--- TEXT SECTION Enclosed Below ---
Mainstream rhetoric has made a concerted effort to polarize African Americans and Latinos, emphasizing differences in language and religion, while designating one or the other as the “favored minority” at will. In Witness, Amalia Mesa-Bains and bell hooks invite us to reexamine this politically popular binary and consider which differences are manufactured and which are real.

In Witness, Mesa-Bains and hooks explore their own similarities and differences, sharing the ways their childhoods, families, and work have shaped their political activism, teaching, and artistic expression. Drawing on shared experiences of sexism, classism, and racism, hooks and Mesa-Bains show how people from divergent cultural backgrounds can work together for radical social change.

While the black/Latino divide and the increasing cross-community political collaboration has been addressed in progressive newspapers and magazines, Witness, an inclusive call to reflect and act, is the first of its kind to look at these issues in depth. And Amalia Mesa-Bains, a pioneer scholar and producer of Chicana art, with bell hooks, one of the most acclaimed of African American theorists—prove an unparalleled match for the job.
--- End of Enclosed TEXT SECTION ---
◆ TO-DO ITEM A ◆
Copy the records word for word, from their first line through the line that contains "box: [1397, 591, 1422, 674]", including both ends.
--- GIVEN RECORDS Enclosed Below ---
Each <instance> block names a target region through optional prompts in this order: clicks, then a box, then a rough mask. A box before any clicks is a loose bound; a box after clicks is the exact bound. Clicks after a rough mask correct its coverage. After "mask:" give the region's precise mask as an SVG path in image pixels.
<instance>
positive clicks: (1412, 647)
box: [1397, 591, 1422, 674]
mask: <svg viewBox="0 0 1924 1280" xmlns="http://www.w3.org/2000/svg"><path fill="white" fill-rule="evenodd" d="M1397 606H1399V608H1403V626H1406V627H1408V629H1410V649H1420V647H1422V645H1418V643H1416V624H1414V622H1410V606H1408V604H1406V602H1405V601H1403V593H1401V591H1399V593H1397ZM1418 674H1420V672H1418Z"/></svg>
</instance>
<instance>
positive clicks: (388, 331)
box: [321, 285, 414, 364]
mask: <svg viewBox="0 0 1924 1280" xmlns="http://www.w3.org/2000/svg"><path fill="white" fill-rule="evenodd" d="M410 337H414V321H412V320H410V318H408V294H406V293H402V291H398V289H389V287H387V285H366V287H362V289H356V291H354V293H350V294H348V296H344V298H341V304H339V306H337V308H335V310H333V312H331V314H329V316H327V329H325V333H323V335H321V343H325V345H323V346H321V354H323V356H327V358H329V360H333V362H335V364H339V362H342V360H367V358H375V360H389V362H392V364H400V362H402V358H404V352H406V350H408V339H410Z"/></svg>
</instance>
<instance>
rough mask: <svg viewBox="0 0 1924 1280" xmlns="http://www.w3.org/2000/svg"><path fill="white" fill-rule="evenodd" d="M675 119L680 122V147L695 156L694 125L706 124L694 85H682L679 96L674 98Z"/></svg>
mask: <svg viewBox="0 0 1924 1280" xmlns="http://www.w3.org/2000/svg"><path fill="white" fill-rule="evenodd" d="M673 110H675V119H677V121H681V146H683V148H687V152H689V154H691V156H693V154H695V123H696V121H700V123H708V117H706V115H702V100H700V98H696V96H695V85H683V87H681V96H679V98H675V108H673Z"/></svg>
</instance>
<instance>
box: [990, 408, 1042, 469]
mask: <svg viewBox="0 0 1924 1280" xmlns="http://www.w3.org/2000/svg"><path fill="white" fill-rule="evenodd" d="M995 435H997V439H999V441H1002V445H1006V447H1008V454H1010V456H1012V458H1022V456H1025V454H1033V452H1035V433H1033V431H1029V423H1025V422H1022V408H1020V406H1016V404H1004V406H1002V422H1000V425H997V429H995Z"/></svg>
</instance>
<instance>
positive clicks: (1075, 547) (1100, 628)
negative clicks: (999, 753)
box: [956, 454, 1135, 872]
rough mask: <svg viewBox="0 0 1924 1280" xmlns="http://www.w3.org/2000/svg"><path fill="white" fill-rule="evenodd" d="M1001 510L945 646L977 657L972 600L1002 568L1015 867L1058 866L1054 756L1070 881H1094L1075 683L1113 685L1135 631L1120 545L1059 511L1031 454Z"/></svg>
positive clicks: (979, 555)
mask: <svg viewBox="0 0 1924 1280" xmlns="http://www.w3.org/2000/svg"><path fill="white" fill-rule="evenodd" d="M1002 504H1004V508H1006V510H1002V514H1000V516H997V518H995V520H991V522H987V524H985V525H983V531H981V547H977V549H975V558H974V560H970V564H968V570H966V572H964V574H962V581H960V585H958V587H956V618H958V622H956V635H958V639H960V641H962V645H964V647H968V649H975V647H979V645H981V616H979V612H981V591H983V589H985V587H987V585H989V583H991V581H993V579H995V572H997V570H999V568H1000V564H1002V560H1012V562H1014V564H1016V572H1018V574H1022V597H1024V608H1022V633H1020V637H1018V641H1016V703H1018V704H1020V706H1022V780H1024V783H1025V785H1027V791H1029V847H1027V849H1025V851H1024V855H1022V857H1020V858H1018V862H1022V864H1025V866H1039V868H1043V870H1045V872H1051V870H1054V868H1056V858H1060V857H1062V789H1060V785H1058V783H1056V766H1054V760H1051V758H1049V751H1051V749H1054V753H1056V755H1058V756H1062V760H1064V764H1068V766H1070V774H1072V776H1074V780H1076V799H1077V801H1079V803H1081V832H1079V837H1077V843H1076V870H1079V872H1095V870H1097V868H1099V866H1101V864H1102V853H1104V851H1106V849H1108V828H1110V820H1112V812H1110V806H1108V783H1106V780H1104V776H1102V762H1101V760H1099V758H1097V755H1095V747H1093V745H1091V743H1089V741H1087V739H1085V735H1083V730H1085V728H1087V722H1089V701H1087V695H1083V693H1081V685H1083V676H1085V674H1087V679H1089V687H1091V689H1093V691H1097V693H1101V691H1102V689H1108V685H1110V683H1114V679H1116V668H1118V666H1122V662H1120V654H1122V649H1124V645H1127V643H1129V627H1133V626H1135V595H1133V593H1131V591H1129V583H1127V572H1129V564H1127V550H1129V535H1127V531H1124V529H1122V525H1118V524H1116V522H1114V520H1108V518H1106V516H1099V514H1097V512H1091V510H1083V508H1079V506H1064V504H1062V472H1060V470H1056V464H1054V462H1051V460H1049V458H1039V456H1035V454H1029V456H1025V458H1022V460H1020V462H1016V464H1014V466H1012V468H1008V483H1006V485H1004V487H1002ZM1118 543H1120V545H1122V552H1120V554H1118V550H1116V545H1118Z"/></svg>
--- End of Enclosed GIVEN RECORDS ---
◆ TO-DO ITEM B ◆
Translate this sentence from the text on the book Witness into Spanish: "In Witness, Mesa-Bains and hooks explore their own similarities and differences, sharing the ways their childhoods, families, and work have shaped their political activism, teaching, and artistic expression."

◆ EXPECTED OUTPUT A ◆
Each <instance> block names a target region through optional prompts in this order: clicks, then a box, then a rough mask. A box before any clicks is a loose bound; a box after clicks is the exact bound. Clicks after a rough mask correct its coverage. After "mask:" give the region's precise mask as an SVG path in image pixels.
<instance>
positive clicks: (1412, 647)
box: [1397, 591, 1422, 674]

◆ EXPECTED OUTPUT B ◆
En Witness, Mesa-Bains y hooks exploran sus propias similitudes y diferencias, y comparten las maneras en que sus infancias, sus familias y su trabajo han moldeado su activismo político, su docencia y su expresión artística.